▸ **BRIEF 1**
Answer these questions about the forum post on the Oozie workflow error:
(a) How was the jar first installed?
(b) Which Hortonworks version is in use, and which Hadoop version is it based on?
(c) Which user does the workflow run as?
▸ **BRIEF 2**
Can you extend the forum post about the Oozie workflow's changed-jar error, picking up after its last note?
---- TEXT SECTION
5

I have an Oozie workflow, with one of its step being a java step, running a jar stored on the local filesystem (the jar is present on all nodes).

Initially, the jar was installed via a RPM, so they all have the same timestamp.

While experimenting, I manually copied a new version over this jar, and I now get the message:

org.apache.oozie.action.ActionExecutorException: JA009: org.apache.hadoop.yarn.exceptions.YarnException: Failed to submit application_1516602562532_15451 to YARN : Application application_1516602562532_15451 failed 2 times due to AM Container for appattempt_1516602562532_15451_000002 exited with  exitCode: -1000
For more detailed output, check the application tracking page: http://ip-10-0-0-239.eu-west-1.compute.internal:8088/cluster/app/application_1516602562532_15451 Then click on links to logs of each attempt.
Diagnostics: java.io.IOException: Resource file:/opt/tst/tst.jar changed on src filesystem (expected 1516886392000, was 1516891496000
Failing this attempt. Failing the application.

The main line is:

Resource file:/opt/tst/tst.jar changed on src filesystem (expected 1516886392000, was 151689149600).

The 2 numbers are timestamp, the expected one is indeed the TS of the old jar, identical on all servers, the was TS is the timestamp of the new jar on one of the datanodes (as they were scp'ed in a loop, the TS are slightly different).

My question is: how do I tell yarn to stop whinging and use the new one already?

A few notes:

  • Hortonworks 2.6, based on hadoop 2.7,
  • the jar is only put by me on the local FS, not in hdfs,
  • nothing to do with spark (my issue comes up a lot on google related to spark),
  • yarn.sharedcache.enabled is false (the default) so yarn scmadmin -runCleanerTask is not relevant here,
  • I could fix my current problem by just reusing the old jar and I could make sure that all DNs have the same TS, but I wonder how I would ever be able to use a new version (note that the jar pointed by oozie is a symlink to not have to update oozie when a new version is released),
  • I'd rather keep the file on the local FS instead of having to put it on hdfs,
  • the jar name is quite specific, it does no clash with any other jar,
  • the workflow runs as user yarn and I can't find any copy of my jar in the yarn user directory on hdfs (nor under oozie dir for that matter),
  • I can find copies of the jar under the yarn local dir /filecache, but their md5 do not match any of my (current) versions.
--------
---- MATERIAL SUPPLIED
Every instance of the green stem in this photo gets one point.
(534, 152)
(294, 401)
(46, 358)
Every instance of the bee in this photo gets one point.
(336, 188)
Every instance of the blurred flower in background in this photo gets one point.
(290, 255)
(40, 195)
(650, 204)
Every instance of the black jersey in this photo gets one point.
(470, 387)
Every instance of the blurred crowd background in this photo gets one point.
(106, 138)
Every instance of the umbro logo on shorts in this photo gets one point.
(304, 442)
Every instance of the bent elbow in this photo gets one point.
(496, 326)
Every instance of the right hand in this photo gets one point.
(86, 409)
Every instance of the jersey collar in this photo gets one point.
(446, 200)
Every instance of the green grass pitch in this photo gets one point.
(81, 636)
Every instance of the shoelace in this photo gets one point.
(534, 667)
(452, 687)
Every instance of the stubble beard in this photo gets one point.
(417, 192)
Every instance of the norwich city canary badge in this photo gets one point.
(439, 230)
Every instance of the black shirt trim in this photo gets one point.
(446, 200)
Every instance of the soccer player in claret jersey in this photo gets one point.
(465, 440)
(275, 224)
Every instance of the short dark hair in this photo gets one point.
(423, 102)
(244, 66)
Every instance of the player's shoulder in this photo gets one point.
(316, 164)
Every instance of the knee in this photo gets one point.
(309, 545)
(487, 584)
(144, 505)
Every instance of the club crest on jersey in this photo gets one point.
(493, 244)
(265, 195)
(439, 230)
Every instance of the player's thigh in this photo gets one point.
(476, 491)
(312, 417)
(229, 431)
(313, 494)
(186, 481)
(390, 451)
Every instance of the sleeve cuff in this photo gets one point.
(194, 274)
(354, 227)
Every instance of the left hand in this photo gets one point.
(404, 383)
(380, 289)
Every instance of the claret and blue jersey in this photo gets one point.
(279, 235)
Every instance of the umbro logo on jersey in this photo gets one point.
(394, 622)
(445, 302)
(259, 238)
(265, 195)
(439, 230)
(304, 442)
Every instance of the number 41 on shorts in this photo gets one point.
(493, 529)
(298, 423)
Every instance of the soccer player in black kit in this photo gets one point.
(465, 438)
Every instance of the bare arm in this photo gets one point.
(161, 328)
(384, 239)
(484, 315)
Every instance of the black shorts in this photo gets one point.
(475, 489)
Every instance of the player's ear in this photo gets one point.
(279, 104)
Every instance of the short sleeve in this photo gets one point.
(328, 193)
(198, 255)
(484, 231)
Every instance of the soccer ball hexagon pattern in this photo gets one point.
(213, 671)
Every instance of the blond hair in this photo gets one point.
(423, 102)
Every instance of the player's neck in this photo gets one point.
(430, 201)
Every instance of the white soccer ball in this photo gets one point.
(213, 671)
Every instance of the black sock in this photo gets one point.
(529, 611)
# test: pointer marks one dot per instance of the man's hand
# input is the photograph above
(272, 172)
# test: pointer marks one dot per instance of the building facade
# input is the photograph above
--------
▸ **EXERCISE RESPONSE 1**
(a) Through an RPM.
(b) Hortonworks 2.6, based on Hadoop 2.7.
(c) The user yarn.

▸ **EXERCISE RESPONSE 2**
Guillaume
  • 2,325
  • 2
  • 22
  • 40
  • What specifically do you have against putting the jar on HDFS? Seems less overhead than looping an SCP job – OneCricketeer Jan 30 '18 at 06:21
  • @cricket_007 Our current deployment pipeline works with rpm, where it is basically free of work for me to install a jar on all servers. Having to update it to put the jar in hdfs is doable of course but I would rather not do the extra work, my todo list is big enough as it is. Furthermore, I really would like to understand the core of the problem. – Guillaume Jan 30 '18 at 06:48
  • 1
    @Guillaume I'm coming across the same kind of issue. Did you figure it out, in the end? – Poorkenny Apr 13 '18 at 08:54
  • @Poorkenny The master plan ended up being 'just wait a bit'. In my case the jar is tiny and not updated often, so pragmatically this is the best for us. Sorry, this is probably not the answer you hoped for. – Guillaume Apr 13 '18 at 09:37
  • @Guillaume Indeed, it's not ^^ Thanks for answering, though. – Poorkenny Apr 13 '18 at 14:29

2 Answers2

0

Here is my two cents, you can build yarn related jar yourself and add it to your current working environment.

It's could be a workaround to skip this "annoying" condition checking.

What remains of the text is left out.